___ Extracted text ___

Colouring the fading customs of a Greek Lent

  • 26 March 2014

Life is a learning curve, if you ask me, and even if you don't, I'm here to tell you that the ageing process is a great teacher of lessons related to time, change, and the transmission of culture. Migration accelerates the process — three decades after an unexpected emigration from Australia to Greece, I'm still learning.

I recently visited my grandsons, and was consequently taught various lessons. Carnival had been enjoyed, and Lent had started. Orthodox and Western Easter coincide this year, as happens every four years.

Their mother, my daughter-in-law Katerina, led the way, with the result that I am now wearing the red and white cotton plaited bracelet that most Greeks don on 1 March. Katerina became a virtual plaiting factory, and supplied bracelets for all of us, and added to my small knowledge of folklore as well.

Long ago my late mother-in-law told me the bracelet was meant to protect wearers from the sun. But Katerina, who is from Thessaly, tells a more charming tale, as told by her Yiayia/Granny. You wear the bracelet from the first day of spring, but the minute you see your first swallow, you cut the bracelet off and hang it on a branch of the nearest tree, so that the swallow will have something with which to start building its nest.

___ Record set ___

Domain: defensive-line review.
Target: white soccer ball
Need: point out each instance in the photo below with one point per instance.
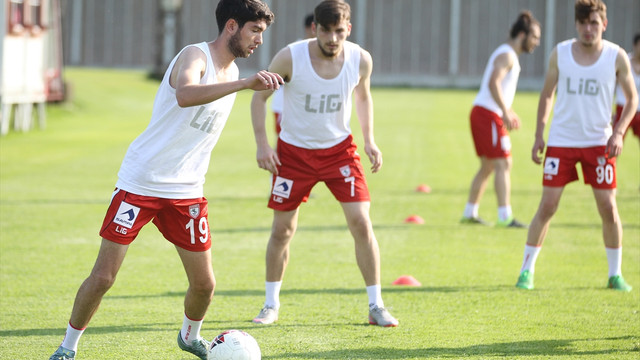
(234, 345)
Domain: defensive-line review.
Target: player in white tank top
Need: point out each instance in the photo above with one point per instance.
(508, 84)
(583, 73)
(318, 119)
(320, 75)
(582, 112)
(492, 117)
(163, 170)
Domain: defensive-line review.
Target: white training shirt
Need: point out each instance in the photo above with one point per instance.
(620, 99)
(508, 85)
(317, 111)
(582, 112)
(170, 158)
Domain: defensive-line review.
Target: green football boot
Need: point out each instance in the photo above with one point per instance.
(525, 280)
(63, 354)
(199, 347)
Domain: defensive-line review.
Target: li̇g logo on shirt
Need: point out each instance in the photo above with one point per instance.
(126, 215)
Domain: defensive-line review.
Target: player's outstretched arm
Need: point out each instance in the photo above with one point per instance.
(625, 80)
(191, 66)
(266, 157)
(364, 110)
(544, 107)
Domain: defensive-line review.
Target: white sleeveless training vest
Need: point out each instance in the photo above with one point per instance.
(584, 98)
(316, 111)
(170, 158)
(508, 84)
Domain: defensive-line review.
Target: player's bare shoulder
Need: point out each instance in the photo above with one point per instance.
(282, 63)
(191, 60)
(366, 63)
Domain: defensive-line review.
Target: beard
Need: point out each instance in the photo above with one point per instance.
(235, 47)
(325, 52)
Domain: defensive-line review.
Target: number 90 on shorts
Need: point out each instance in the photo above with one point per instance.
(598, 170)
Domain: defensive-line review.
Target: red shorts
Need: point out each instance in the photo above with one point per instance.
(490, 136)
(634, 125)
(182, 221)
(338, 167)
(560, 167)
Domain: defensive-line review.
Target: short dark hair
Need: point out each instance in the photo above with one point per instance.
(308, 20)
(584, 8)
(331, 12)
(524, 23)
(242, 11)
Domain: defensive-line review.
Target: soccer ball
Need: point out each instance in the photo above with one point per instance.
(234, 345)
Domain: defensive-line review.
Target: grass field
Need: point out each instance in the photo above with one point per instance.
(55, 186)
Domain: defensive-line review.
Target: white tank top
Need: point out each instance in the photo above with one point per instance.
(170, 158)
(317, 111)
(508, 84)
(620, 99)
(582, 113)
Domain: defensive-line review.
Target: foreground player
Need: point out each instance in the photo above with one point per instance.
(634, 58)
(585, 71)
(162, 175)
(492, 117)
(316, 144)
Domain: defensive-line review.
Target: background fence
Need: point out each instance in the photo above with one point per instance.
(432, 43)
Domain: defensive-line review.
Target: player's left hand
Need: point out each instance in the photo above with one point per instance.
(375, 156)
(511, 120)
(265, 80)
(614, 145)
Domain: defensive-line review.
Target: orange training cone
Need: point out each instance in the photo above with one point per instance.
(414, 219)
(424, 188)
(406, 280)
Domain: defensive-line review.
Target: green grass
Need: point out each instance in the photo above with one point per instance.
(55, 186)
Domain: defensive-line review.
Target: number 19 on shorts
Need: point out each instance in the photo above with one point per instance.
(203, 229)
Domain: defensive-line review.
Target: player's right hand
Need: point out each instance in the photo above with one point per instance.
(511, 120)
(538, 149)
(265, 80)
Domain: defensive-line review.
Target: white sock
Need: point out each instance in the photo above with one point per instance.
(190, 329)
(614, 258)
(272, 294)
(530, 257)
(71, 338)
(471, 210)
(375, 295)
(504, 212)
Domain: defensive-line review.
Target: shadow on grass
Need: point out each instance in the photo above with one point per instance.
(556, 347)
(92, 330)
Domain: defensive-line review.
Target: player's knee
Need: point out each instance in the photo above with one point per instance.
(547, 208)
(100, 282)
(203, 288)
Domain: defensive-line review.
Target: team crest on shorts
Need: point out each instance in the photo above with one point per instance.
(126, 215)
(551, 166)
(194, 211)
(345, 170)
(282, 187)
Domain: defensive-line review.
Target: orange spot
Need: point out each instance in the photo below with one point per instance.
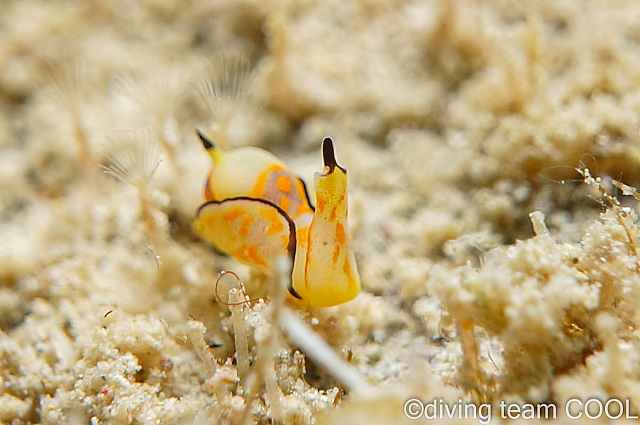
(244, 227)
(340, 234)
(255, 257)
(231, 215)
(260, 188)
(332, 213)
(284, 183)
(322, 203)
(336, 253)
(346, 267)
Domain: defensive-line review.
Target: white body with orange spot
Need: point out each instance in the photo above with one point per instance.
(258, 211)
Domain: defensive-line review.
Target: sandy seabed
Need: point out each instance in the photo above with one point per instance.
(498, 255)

___

> _Problem to work on_
Copy the Greek Lent text from "Life is a learning" up to and including "folklore as well.", swapping "grandsons" for "grandchildren".

> _Answer to this exercise_
Life is a learning curve, if you ask me, and even if you don't, I'm here to tell you that the ageing process is a great teacher of lessons related to time, change, and the transmission of culture. Migration accelerates the process — three decades after an unexpected emigration from Australia to Greece, I'm still learning.

I recently visited my grandchildren, and was consequently taught various lessons. Carnival had been enjoyed, and Lent had started. Orthodox and Western Easter coincide this year, as happens every four years.

Their mother, my daughter-in-law Katerina, led the way, with the result that I am now wearing the red and white cotton plaited bracelet that most Greeks don on 1 March. Katerina became a virtual plaiting factory, and supplied bracelets for all of us, and added to my small knowledge of folklore as well.